Reporter: Hendrika Yunapritta | Editor: Tri Adi
Majalah TIME, salah satu media yang pengaruhnya luas, dibeli oleh Marc Benioff, miliarder teknologi yang adalah salah satu pendiri Salesforce. Benioff, menurut Forbes, tercatat mempunyai kekayaan US$ 4,9 miliar (Rp 72,7 triliun) tahun ini. Dengan kekayaan itu, pembelian TIME yang dirampungkannya dengan Meredith Corporation senilai US$ 190 juta (Rp 2,8 triliun dengan kurs sekarang), serasa kecil.
Salesforce, raksasa CRM dan cloud computing dunia bilang bahwa pembelian itu merupakan transaksi pribadi Benioff, tidak terkait dengan perusahaan. Benioff menyusul dua taipan teknologi yang sebelumnya beli perusahaan media. Adalah Jeff Bezos, pendiri Amazon's, yang tahun 2013 membeli Washington Post. Setelah itu, Laurene Powell Jobs, janda dari Steve Jobs, membeli majalah The Atlantic, pada Juli 2017, melalui The Emerson Collective, organisasi miliknya.
Orang kaya dan media, memang bukan hal baru. Di Indonesia sendiri, banyak dari penghuni daftar orang terkaya, punya bisnis media. Keluarga Hartono, sebagai pemuncak daftar domestik, misalnya, punya beberapa media online. Lantas, Chairul Tanjung, Mochtar Riady, dan Hary Tanoe, masing-masing punya media mereka sendiri.

▶ _Daftar Tugas_:
**1)** Menurut artikel tentang pembelian majalah TIME, majalah apa yang dibeli Laurene Powell Jobs pada Juli 2017?
**2)** Tulis kembali bagian artikel tentang pembelian majalah TIME yang diawali dengan kata-kata "Orang kaya dan" dan diakhiri dengan "media mereka sendiri.", dengan mengganti "media online" menjadi "stasiun televisi".
**3)** Lanjutkan artikel tentang pembelian majalah TIME mulai setelah kalimat terakhirnya.
Daftar tersebut tidak berkaitan dengan artikel di atas.

[Daftar yang dikutip dari sebuah koleksi]
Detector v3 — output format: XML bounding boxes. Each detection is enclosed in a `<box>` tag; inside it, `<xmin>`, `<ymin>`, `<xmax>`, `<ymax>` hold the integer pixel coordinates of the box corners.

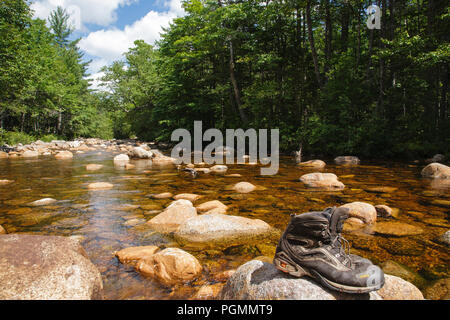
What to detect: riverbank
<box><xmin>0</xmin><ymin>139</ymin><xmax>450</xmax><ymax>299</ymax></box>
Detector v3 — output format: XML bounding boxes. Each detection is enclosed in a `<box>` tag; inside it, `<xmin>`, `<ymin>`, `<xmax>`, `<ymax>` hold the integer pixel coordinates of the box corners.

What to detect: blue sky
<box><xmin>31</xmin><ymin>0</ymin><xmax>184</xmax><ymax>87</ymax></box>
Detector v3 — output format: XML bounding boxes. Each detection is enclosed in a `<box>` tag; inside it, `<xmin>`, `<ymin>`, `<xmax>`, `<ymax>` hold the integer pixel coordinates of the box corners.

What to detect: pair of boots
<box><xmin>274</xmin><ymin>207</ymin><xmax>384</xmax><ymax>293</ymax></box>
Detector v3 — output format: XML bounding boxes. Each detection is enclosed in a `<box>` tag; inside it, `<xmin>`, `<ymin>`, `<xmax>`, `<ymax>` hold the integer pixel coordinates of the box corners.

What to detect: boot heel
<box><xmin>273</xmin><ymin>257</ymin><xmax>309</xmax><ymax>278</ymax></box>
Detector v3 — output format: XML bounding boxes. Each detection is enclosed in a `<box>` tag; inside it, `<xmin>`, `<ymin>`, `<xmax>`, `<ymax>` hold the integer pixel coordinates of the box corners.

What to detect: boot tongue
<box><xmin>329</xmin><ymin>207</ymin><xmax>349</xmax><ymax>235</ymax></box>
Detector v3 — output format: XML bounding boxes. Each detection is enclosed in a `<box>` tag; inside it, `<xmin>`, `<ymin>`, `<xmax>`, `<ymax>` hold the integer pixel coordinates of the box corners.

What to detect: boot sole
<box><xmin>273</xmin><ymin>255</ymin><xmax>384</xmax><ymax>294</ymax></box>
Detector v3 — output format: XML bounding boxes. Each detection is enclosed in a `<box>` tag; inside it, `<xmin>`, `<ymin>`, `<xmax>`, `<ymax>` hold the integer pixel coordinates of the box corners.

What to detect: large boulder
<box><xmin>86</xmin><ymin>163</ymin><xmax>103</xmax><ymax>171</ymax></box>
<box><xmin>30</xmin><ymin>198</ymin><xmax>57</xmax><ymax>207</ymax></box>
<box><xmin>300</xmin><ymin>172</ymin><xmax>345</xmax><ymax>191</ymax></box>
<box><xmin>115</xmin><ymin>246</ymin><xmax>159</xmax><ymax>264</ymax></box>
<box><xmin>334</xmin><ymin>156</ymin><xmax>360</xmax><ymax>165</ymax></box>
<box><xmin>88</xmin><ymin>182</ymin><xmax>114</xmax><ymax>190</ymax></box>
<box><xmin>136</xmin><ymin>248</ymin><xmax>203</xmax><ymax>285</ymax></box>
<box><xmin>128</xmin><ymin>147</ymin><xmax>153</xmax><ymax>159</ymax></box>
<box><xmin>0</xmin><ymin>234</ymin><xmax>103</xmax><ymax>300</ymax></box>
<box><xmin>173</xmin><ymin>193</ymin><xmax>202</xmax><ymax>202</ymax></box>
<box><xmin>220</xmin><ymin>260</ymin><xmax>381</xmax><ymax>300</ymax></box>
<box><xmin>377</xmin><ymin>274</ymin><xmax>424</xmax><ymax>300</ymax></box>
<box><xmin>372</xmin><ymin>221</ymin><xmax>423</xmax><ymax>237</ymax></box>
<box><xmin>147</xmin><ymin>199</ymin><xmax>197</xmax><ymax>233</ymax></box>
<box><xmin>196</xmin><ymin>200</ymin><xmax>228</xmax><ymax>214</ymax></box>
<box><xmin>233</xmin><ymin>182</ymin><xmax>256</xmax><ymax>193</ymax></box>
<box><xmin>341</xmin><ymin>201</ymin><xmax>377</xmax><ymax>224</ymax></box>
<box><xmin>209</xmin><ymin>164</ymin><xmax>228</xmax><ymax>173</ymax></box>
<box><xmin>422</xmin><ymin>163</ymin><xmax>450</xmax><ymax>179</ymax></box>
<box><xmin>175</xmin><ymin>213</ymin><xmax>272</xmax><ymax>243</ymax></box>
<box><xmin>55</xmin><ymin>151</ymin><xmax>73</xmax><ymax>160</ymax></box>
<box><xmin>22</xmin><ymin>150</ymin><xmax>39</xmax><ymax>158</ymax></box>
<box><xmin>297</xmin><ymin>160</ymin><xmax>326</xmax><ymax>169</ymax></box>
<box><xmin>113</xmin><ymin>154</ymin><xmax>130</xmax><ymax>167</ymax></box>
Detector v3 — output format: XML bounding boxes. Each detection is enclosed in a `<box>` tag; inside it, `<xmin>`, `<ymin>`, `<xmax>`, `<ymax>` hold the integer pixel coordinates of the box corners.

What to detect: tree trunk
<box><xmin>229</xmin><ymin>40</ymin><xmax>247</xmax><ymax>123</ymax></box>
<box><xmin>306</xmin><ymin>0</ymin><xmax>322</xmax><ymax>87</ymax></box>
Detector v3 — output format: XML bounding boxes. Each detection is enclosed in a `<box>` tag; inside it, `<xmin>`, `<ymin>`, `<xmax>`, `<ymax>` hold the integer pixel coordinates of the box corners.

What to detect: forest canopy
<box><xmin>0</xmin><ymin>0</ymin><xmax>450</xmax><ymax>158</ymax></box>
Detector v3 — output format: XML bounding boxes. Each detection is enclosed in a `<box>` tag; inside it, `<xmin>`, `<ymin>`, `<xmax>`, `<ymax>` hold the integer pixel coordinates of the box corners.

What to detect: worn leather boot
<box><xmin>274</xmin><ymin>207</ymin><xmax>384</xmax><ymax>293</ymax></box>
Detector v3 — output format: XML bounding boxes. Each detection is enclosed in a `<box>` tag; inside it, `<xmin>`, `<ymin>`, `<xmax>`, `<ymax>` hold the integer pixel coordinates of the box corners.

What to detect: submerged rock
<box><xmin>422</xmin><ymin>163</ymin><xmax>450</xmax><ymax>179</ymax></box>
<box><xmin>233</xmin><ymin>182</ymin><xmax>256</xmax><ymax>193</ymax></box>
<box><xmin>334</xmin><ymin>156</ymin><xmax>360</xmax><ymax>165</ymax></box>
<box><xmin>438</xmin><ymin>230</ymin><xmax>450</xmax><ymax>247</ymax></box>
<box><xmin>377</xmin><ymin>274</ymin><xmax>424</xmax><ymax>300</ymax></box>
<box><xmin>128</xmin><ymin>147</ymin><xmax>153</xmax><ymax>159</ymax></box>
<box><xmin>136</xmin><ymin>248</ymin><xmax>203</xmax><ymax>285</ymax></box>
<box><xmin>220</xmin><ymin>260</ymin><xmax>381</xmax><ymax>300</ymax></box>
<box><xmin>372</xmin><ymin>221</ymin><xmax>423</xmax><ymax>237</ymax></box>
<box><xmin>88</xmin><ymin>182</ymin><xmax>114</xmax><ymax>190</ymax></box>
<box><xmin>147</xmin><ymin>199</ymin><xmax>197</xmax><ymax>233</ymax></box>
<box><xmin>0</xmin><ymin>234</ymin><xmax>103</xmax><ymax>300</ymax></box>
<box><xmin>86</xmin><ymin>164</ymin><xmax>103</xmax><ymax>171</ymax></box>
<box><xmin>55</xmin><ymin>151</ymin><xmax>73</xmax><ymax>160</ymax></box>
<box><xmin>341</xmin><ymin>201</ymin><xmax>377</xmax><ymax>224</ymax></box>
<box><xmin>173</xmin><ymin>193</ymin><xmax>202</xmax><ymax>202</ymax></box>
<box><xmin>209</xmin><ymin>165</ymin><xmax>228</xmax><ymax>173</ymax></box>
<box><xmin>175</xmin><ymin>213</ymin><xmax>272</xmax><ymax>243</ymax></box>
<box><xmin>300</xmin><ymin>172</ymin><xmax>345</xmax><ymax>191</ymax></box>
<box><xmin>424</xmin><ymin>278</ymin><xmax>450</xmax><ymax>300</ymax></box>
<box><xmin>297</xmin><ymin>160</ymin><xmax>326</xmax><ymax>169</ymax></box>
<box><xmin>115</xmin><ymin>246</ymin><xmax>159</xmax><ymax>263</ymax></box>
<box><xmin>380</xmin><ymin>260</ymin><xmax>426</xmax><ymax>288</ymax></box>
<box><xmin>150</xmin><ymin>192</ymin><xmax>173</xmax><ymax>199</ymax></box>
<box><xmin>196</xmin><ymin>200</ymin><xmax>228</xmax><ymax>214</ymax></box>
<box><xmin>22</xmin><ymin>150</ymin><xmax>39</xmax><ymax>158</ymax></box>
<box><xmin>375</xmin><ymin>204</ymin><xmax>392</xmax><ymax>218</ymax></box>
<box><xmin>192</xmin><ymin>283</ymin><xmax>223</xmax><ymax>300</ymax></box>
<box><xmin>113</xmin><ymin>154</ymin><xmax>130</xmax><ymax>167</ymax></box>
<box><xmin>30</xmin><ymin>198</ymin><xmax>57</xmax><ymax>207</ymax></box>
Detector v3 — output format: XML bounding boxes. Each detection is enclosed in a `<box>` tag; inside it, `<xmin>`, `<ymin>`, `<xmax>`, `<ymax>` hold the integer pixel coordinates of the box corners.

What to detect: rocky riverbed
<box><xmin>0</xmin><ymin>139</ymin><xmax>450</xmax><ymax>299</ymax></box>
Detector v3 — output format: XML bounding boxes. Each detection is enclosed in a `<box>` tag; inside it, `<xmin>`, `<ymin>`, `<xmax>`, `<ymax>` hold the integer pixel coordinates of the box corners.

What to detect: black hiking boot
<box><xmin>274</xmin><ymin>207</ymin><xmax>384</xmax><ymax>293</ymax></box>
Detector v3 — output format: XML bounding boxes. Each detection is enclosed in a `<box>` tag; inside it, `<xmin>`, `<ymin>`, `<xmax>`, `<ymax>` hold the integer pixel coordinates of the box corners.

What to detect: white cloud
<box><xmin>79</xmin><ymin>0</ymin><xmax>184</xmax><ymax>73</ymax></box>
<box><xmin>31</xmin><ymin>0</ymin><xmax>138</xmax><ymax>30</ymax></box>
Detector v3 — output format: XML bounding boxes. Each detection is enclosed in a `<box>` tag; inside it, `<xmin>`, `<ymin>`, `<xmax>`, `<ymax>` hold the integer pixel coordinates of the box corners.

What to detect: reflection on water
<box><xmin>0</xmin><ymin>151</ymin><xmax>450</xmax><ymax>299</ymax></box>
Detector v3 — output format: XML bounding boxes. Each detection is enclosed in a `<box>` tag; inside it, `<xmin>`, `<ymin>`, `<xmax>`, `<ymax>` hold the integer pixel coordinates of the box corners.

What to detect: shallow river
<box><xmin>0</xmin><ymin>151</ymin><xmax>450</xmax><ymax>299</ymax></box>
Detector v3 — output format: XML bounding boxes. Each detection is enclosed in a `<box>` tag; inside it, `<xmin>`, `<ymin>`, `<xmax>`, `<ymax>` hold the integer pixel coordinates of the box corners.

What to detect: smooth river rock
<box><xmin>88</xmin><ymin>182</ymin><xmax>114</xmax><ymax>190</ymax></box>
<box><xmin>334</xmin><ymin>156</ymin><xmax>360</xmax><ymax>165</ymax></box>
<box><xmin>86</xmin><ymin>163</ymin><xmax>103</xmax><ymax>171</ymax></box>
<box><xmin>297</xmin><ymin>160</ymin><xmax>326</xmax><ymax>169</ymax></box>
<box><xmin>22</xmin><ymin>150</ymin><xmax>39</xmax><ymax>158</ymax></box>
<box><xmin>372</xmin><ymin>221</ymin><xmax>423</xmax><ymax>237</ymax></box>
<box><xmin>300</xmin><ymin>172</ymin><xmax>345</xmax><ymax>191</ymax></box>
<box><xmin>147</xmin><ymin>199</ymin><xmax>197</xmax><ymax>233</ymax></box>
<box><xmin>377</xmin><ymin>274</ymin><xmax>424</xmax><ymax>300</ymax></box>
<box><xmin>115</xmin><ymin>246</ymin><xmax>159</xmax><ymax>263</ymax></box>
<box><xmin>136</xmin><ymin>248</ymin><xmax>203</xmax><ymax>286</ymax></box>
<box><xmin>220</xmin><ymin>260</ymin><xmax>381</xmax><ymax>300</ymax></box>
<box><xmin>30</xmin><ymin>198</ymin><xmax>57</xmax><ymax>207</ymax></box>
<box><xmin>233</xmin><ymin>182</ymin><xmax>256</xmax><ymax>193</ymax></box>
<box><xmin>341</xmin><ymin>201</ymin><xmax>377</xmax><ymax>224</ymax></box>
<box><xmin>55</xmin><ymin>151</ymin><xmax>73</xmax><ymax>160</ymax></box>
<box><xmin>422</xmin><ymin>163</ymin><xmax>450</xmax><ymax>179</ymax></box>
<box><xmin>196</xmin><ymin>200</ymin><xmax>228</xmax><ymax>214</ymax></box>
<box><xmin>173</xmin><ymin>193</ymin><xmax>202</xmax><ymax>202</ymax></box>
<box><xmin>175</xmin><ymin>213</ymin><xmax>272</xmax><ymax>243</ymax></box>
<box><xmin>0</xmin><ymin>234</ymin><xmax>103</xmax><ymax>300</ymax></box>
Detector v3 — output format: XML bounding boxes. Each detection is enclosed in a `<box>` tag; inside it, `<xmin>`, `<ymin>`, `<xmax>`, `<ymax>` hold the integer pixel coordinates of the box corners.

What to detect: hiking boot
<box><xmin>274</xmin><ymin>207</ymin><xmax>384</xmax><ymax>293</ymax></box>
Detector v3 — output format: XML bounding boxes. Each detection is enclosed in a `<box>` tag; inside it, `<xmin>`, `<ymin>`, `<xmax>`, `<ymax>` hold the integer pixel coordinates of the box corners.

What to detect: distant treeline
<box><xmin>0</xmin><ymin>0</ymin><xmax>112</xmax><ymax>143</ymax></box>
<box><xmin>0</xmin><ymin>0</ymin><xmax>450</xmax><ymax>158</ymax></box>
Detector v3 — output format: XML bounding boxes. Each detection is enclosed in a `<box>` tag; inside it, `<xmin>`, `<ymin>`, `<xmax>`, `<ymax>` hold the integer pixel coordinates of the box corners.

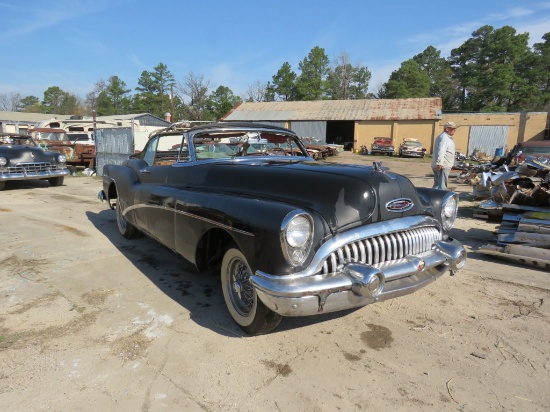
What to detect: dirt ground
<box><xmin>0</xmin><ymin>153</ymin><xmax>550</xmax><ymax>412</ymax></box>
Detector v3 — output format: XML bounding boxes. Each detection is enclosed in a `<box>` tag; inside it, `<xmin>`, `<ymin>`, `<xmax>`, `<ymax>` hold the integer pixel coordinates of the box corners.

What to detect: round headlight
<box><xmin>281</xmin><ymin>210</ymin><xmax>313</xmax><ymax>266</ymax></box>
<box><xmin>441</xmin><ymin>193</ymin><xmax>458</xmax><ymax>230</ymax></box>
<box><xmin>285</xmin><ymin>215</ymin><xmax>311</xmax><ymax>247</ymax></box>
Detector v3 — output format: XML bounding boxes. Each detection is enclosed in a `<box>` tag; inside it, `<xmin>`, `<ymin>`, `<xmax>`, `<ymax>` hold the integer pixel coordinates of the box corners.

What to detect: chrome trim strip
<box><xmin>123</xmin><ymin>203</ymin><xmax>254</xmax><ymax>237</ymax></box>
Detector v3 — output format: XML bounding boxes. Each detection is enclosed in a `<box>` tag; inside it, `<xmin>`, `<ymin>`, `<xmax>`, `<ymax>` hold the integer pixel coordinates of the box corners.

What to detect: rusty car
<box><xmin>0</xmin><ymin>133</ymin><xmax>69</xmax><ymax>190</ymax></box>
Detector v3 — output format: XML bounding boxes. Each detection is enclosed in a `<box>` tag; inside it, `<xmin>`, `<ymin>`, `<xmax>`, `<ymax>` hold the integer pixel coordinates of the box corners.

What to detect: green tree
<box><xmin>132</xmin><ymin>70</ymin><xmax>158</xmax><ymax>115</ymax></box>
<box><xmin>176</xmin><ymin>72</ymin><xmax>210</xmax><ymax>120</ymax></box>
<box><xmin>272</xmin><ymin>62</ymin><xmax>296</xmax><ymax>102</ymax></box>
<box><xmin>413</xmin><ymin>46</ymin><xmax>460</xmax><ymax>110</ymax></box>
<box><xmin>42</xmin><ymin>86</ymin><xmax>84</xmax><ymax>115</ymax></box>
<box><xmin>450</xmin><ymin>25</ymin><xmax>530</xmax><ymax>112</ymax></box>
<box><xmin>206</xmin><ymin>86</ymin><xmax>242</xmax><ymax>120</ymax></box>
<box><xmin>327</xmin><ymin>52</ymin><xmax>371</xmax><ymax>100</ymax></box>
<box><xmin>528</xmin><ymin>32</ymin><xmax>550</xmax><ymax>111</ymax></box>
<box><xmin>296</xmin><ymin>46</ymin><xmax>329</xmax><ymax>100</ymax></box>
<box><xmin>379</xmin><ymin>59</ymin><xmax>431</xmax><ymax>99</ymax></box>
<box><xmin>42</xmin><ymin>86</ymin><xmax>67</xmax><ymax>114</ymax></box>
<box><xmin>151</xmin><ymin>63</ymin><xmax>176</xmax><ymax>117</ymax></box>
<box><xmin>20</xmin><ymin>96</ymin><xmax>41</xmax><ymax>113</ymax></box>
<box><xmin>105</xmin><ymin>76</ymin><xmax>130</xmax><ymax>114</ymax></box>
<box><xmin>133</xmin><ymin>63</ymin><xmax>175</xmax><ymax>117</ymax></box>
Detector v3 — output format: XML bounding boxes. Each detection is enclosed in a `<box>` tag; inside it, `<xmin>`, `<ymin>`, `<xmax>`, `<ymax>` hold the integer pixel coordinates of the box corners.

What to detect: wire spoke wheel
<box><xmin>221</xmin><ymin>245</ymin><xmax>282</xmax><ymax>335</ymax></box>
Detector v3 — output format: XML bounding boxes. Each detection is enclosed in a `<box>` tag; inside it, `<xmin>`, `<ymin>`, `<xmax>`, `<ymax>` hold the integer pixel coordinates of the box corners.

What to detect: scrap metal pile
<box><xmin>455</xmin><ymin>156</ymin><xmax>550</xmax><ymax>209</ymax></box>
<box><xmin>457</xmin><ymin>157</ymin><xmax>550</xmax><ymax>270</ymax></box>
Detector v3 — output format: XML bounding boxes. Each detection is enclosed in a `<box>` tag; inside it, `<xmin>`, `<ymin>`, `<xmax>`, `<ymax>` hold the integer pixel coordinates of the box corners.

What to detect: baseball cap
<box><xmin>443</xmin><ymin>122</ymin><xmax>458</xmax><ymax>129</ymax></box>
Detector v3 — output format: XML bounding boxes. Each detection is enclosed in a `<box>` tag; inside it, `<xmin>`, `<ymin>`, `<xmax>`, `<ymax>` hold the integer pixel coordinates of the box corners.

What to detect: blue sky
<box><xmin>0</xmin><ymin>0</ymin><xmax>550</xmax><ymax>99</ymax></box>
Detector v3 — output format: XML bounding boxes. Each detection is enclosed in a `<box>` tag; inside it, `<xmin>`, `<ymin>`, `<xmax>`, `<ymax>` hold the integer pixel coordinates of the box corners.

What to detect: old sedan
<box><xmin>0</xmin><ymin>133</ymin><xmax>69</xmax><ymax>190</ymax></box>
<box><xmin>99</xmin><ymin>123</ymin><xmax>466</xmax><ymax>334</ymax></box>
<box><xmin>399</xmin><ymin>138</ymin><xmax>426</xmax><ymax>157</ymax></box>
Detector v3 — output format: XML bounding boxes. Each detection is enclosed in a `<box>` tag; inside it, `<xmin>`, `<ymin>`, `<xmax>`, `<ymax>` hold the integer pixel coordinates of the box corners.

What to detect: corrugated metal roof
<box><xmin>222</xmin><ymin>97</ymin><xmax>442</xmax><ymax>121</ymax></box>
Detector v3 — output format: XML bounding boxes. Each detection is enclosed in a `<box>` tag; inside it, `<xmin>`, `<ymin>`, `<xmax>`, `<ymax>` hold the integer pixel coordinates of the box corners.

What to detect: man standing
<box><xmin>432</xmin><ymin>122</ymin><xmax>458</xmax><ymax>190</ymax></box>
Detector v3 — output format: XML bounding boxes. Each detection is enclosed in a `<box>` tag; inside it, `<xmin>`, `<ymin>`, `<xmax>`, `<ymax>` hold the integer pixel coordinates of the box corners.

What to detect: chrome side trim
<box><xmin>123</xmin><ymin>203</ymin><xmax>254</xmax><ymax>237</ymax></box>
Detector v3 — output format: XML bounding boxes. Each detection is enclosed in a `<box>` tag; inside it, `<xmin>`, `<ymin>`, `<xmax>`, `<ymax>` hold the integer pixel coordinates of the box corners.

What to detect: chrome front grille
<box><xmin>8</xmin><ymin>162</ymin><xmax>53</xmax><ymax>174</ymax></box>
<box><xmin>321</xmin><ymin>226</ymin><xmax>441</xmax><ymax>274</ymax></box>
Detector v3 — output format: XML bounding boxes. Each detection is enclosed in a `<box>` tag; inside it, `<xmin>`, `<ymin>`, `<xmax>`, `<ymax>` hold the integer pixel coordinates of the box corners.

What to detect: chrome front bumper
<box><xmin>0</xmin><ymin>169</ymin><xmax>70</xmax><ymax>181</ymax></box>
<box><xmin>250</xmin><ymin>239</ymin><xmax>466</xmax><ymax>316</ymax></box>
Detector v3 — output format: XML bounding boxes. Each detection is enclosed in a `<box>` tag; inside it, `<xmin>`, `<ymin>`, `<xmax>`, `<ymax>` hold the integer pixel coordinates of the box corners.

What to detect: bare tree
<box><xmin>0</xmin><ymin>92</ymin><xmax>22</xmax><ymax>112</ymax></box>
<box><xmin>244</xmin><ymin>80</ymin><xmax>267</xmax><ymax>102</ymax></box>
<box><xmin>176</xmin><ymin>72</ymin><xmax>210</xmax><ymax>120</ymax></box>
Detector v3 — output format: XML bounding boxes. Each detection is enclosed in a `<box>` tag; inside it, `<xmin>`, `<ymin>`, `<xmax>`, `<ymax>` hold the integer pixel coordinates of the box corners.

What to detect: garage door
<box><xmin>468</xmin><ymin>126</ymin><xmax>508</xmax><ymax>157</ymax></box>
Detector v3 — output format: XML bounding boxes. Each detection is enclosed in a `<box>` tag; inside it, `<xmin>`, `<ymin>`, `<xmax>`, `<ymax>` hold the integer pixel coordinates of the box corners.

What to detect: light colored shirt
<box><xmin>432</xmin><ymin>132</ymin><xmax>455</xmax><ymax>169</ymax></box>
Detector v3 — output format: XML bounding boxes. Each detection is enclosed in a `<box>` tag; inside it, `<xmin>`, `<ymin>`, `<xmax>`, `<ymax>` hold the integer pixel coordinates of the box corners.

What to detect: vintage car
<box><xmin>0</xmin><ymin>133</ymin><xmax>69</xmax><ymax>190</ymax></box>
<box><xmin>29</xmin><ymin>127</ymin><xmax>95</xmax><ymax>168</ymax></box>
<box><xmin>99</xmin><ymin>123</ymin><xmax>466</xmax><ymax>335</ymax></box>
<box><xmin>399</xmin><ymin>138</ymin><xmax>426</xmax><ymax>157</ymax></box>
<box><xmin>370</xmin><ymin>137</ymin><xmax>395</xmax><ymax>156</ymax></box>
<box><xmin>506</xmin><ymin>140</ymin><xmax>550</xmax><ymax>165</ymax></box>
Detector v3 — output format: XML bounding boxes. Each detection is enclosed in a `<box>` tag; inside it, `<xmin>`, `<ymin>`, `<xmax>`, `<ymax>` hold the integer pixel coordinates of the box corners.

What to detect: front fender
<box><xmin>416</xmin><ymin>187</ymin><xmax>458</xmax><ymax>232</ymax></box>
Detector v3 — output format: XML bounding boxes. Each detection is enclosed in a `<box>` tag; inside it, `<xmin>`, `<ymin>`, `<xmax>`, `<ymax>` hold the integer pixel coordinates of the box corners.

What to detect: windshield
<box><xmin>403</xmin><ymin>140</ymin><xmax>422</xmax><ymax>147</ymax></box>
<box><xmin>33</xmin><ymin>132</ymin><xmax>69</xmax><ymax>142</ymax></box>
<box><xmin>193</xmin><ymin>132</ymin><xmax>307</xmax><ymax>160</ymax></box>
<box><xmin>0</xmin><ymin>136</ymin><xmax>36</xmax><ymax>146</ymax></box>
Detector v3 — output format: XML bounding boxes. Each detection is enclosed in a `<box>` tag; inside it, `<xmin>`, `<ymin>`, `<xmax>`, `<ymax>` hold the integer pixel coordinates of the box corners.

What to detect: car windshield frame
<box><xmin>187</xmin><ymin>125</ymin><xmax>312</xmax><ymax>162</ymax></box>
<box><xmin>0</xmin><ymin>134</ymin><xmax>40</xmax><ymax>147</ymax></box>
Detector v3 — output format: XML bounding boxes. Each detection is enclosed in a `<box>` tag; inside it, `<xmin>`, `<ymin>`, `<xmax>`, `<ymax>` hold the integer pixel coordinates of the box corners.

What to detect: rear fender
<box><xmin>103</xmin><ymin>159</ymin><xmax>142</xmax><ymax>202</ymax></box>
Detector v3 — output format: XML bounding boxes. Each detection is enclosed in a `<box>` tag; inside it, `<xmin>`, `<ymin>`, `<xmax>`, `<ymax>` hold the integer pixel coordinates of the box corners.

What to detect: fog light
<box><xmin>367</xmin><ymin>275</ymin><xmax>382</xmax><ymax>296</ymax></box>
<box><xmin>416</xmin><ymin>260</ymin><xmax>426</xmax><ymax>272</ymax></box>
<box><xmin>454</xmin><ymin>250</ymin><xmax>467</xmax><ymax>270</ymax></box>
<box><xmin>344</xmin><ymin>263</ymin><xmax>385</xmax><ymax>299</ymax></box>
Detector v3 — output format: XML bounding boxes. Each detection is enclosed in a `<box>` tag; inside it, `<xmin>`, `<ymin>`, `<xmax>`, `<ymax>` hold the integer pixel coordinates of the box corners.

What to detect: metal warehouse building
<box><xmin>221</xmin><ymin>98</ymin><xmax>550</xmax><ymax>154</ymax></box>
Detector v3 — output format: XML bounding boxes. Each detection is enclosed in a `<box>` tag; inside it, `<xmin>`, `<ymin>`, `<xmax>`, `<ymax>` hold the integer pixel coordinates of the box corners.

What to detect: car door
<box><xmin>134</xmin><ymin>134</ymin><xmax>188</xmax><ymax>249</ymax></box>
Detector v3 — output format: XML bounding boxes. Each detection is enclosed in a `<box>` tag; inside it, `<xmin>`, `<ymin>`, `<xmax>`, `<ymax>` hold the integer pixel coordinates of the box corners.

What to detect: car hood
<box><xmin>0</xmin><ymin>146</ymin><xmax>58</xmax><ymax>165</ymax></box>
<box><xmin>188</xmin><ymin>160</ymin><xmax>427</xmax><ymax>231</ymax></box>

▶ _Hasil yang Diharapkan_:
**1)** Majalah The Atlantic.

**2)**
Orang kaya dan media, memang bukan hal baru. Di Indonesia sendiri, banyak dari penghuni daftar orang terkaya, punya bisnis media. Keluarga Hartono, sebagai pemuncak daftar domestik, misalnya, punya beberapa stasiun televisi. Lantas, Chairul Tanjung, Mochtar Riady, dan Hary Tanoe, masing-masing punya media mereka sendiri.

**3)**
Namun, masuknya miliarder teknologi yang mengambilalih bisnis media, memang jadi fenomena baru. Banyak orang bertanya-tanya, dalam kondisi bisnis media yang masih mencari pijakan baru seperti sekarang, mengapa mereka justru tertarik mengambilalih? Tidak sedikit media yang terpaksa tutup karena bisnisnya merugi, kendati usianya sudah ratusan tahun. Begitu pun media yang berjuang hidup dan ditawarkan ke pihak lain, seperti TIME.
Benioff bilang TIME layaknya harta dalam budaya Amerika, dengan keunikan bertutur mereka. Ini merek ikonik yang bikin dia tertarik. Setelah membeli Atlantic, Powell Jobs mengatakan hal serupa. Ia tertarik karena majalah berusia 160 tahun ini penting dan harus tetap hidup. Bezos juga tak beda karena ia menganggap The Washington Post punya peran penting dalam sistem demokrasi Amerika.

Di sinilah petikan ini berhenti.